-- CONSIGNE --
Reprenez l'extrait consacré aux dépenses de défense de l'OTAN et au rôle de l'Allemagne juste après sa dernière phrase, et poursuivez-en la rédaction.

-- EXTRAIT DU TEXTE --
########

Ses déclarations font écho aux avertissements que le président américain Donald Trump a faits tout au long de sa campagne. Mais pour les capitales européennes, entendre ces avertissements de Mattis est significatif. Elles avaient espéré que M. Mattis—un ardent défenseur de l'OTAN—ferait changer l’idée de M. Trump.
Mattis a déclaré que les ministres doivent établir des dates fermes pour les nations européennes afin d’atteindre le niveau cible de l'OTAN pour les dépenses envers la défense—2 pour cent de la production économique. Jusqu'à présent, cet objectif a été un vague engagement que presque tous les membres européens de l'OTAN n'ont pas réussi à atteindre.
Ces appels à l'OTAN pour en faire plus, cependant, se résument à une chose : l'Allemagne doit augmenter ses dépenses. Fabrice Pothier a expliqué cela dans un article publié par Politico mercredi intitulé « La survie de l'OTAN dépendra de l’Allemagne ».
Avec le plus grand PIB [produit intérieur brut] de et de loin sa plus forte économie, l'Allemagne est l'état clé dans la défense européenne. Si Berlin s'engage à consacrer 2 pour cent du PIB à la défense, cela ajouterait 30 milliards de dollars en dépenses militaires en Europe—une part importante de l'excédent de 100 milliards de dollars qui serait généré si tous les membres européens et le Canada atteignaient leurs objectifs. Cette décision renforcerait considérablement la défense européenne.
Pothier explique que d'autres nations auront beaucoup de mal à en faire plus :
D'autres acteurs européens importants—tels que l'Italie, l'Espagne et les Pays-Bas—sont soit trop petits ou trop faibles économiquement pour avoir un effet important sur l'équilibre de la défense européenne. Dans ce scénario, les 30 milliards de dollars allemands pourraient faire toute la différence entre une Europe plus forte ou une plus faible.
Ainsi, tout dépend de l'Allemagne—la seule puissance de l'OTAN en Europe qui pourrait transformer la puissance militaire du continent. Cependant, cela soulève un problème important.
« La question, cependant, est de savoir si l'Allemagne peut—ou en fait devrait— devenir la principale puissance militaire en Europe », écrit Pothier (emphase ajouté tout au long).
C'est exact : l'Allemagne, devenant la principale puissance militaire en Europe, est la conséquence automatique et inévitable d'une hausse des dépenses militaires européennes.

########

-- DONNÉES FOURNIES --
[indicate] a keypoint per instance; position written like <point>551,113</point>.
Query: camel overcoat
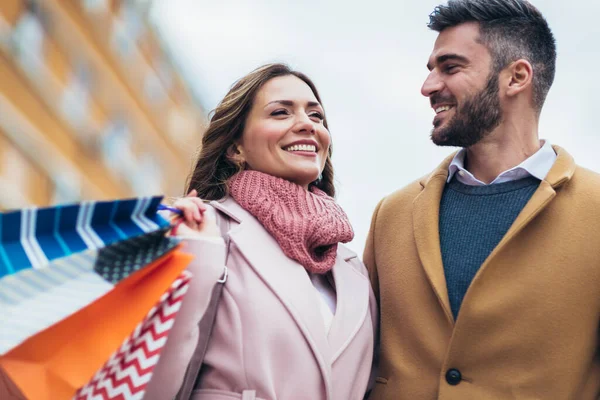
<point>529,322</point>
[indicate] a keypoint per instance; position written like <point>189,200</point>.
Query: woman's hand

########

-- RÉPONSE RÉDIGÉE --
Mais cela signifie de grands changements pour l'Allemagne. Comme le souligne Pothier, « le ministère de la Défense allemande a obtenu des augmentations durement gagnées » à son budget, et la chancelière ainsi que le ministre des Finances ont tous les deux accepté ces hausses. Mais c’est encore bien loin de ce que M. Trump veut.
Au-delà de l'argent, M. Trump pousse l'Allemagne à se transformer radicalement. Comme l'écrit Pothier :
Amener l’Allemagne à user de son poids que lui confère sa taille ne sera pas facile. La prochaine coalition de Berlin au Bundestag devra rompre avec deux dogmes puissants de l’Allemagne de l'après Seconde guerre mondiale : un budget équilibré et une mentalité pacifiste.
Les deux idées sont profondément enracinées dans la culture politique et les institutions de l’Allemagne.
Mais le changement n'est pas impossible :
Mais si [la chancelière allemande Angela] Merkel était réélue et s'engageaient à augmenter les dépenses militaires, ce ne serait pas la première fois que la chancelière pragmatique instiguât un changement radical avec des étapes progressives. Il suffit de regarder sa politique concernant les réfugiés ou sa position ferme contre la Russie, qui s’oppose aux principaux intérêts industriels allemands et aux partenaires de la coalition.
Les doctrines d'après-guerre allemandes ne sont pas aussi insolubles qu'elles le paraissent. L'un des prédécesseurs de Merkel, Konrad Adenauer, a déjà partiellement rompu avec l'une d'elles lorsqu'il a décidé de réarmer l’Allemagne de l'Ouest contre l’avis de beaucoup de son propre parti au début des années 1950.
Les commentaires de Mattis surviennent alors que des dirigeants de la défense et des experts du monde entier se rassemblent pour la Conférence de sécurité de Munich, qui commence vendredi. Le document publié avant la conférence de Munich sur la sécurité montre que les dirigeants européens sont désireux d’en faire davantage pour leur défense :
L'Europe est confrontée à un large éventail de menaces qui, selon la plupart des experts, peuvent être abordées par le biais de réponses européennes communes. Les défis comprennent non seulement la crise actuelle avec la Russie à l'Est, des guerres prolongées vers le Sud, ou des attaques terroristes islamistes au cœur des villes européennes, mais aussi l'incertitude sur le partenariat transatlantique en matière de sécurité et l'engagement des États-Unis envers la sécurité européenne.
Au cours des derniers mois, cela a amené de plus en plus d'Européens à reconnaître la nécessité d'une Union européenne forte. Particulièrement quand il s’agit du rôle de l'UE dans le monde, une nette majorité de citoyens de l'UE réclament désormais un engagement accru. Si l'UE veut prouver à elle-même et aux sceptiques à l’intérieur et à l’extérieur de l'Europe qu'elle est capable d'être une « superpuissance qui croit au multilatéralisme et à la coopération », comme l'a récemment déclaré Federica Mogherini, [Chef de la politique étrangères de l’UE], « une stratégie politique soutenue par une puissance militaire suffisante est largement considérée comme une nécessité stratégique. Dans plusieurs capitales européennes, cela a déjà déclenché un renversement de tendance dans les dépenses envers la défense. »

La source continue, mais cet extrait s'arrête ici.